- _KUTIPAN TEKS_
——

Menggagas Sosiologi Pancasila


Menggagas Sosiologi Pancasila
Satrio Wahono, SOSIOLOG DAN MAGISTER FILSAFAT UI
Sumber : SINAR HARAPAN, 10 Februari 2012


Jika ada satu hal yang paling patut disesalkan dari kekuasaan Orde Baru, itulah penyimpangan Pancasila dari ideologi negara menjadi ideologi penguasa. Rezim Soeharto kala itu memperalat Pancasila sebagai justifikasi untuk memberangus aspirasi warga negara demi melanggengkan kekuasaan semata.

Alhasil, tercipta stigma buruk bagi Pancasila. Bahkan, segala ikhtiar ilmiah untuk membuat ideologi itu aktual, seperti konsep Ekonomi Pancasila oleh Mubyarto, hanya mengundang cibiran. Padahal, segala usaha ilmiah tersebut sebenarnya menjadikan Pancasila sebagai ideologi yang terbuka terhadap kritik sebagaimana fitrah ilmu pengetahuan.

——

Catatan data

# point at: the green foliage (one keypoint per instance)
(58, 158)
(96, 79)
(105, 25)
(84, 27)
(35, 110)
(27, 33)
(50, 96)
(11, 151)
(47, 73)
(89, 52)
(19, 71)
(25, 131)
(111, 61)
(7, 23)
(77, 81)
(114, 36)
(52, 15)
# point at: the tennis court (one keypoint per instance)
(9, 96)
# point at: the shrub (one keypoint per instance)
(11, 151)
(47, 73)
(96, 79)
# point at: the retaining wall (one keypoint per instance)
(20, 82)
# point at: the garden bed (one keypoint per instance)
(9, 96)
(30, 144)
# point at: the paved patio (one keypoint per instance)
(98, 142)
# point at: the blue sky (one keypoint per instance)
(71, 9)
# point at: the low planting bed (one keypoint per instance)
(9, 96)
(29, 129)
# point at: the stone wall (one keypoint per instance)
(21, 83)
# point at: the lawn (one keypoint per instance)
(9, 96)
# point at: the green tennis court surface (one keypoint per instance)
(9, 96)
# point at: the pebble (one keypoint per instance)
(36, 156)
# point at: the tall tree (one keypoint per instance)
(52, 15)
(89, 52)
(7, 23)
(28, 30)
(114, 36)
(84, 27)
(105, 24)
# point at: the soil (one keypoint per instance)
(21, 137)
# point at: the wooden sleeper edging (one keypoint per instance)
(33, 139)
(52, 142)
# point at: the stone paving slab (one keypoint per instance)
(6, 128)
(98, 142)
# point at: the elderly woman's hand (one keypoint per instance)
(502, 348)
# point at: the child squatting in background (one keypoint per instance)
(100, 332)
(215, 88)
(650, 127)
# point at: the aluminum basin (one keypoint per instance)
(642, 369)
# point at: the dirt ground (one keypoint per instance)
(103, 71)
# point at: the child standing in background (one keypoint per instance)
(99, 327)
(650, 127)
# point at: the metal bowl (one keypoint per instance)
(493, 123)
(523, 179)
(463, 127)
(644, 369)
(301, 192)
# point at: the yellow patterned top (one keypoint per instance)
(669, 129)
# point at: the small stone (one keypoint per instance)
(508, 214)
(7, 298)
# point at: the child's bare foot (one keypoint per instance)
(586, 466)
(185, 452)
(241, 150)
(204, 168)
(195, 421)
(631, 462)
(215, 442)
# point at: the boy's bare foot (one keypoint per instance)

——

- _TUGAS DIKERJAKAN_
[a] Tuliskan kembali bagian kutipan tentang Sosiologi Pancasila tanpa diubah. Mulailah dari kata-kata "Jika ada satu" dan berhentilah setelah "melanggengkan kekuasaan semata.".
[b] Sebutkan semua nama orang yang muncul dalam kutipan tentang Sosiologi Pancasila.

- _JAWABAN LENGKAP_
[a]
Jika ada satu hal yang paling patut disesalkan dari kekuasaan Orde Baru, itulah penyimpangan Pancasila dari ideologi negara menjadi ideologi penguasa. Rezim Soeharto kala itu memperalat Pancasila sebagai justifikasi untuk memberangus aspirasi warga negara demi melanggengkan kekuasaan semata.

[b] Satrio Wahono, Soeharto, Mubyarto